## Short task A
Name every university listed in the biography below.

## Reading passage
— begin —
- Born: c. 1982 (age 43–44) Uganda
- Education: University of Dar es Salaam (Bachelor of Science in Chemical and Process Engineering) KTH Royal Institute of Technology (Master of Science in Mechanical Engineering) University of Manchester (Master of Science in Advanced Chemical Process Design)
- Occupations: Chemical Engineer and Non-Executive Chairwoman
- Years active: 2009 to present
- Known for: Technical competence
- Title: Chairperson of Uganda Refinery Holding Company & Chemical Engineer in the Uganda Ministry of Energy and Mineral Development

= Pauline Irene Batebe =

Ugandan chemical and mechanical engineer

Pauline Irene Batebe also Irene Pauline Batebe or Irene Batebe, is a Ugandan chemical and mechanical engineer, who serves as the Permanent Secretary in the Uganda Ministry of Energy and Mineral Development, since August 2021.

Before that, she was the chairperson of the Uganda Refinery Holding Company (URHC), a subsidiary company of the Uganda National Oil Company (UNOC). When the Uganda Oil Refinery is built, URHC will own the shareholding that the government of Uganda will acquire in the joint venture.
— end —
(Collection entries)
— begin —
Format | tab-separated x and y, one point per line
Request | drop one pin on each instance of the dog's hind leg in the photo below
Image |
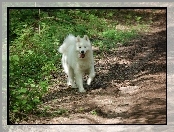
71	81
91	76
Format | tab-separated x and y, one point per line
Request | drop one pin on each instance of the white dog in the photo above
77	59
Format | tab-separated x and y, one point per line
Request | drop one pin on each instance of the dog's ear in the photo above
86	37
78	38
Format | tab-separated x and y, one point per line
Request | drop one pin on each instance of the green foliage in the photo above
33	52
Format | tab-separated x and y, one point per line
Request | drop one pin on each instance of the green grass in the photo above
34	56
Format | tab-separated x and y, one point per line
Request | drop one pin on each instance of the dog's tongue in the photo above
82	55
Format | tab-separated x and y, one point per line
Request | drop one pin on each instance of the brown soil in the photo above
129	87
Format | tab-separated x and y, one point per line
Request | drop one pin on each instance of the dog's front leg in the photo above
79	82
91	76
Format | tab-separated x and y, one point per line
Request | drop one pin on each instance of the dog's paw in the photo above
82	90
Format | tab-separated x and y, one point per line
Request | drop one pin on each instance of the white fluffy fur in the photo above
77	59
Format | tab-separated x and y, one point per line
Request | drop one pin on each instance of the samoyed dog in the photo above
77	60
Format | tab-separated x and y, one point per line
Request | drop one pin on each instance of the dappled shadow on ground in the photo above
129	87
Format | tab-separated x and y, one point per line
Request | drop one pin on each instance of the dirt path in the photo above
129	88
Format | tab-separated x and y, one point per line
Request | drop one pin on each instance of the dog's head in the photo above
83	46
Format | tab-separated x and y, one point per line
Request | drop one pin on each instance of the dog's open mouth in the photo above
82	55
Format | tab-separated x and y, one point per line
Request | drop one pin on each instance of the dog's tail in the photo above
— end —
## Short task B
Show each line of the records above that contains the word "green".

## Written response A
University of Dar es Salaam
KTH Royal Institute of Technology
University of Manchester

## Written response B
Request | drop one pin on each instance of the green foliage in the photo above
Request | drop one pin on each instance of the green grass in the photo above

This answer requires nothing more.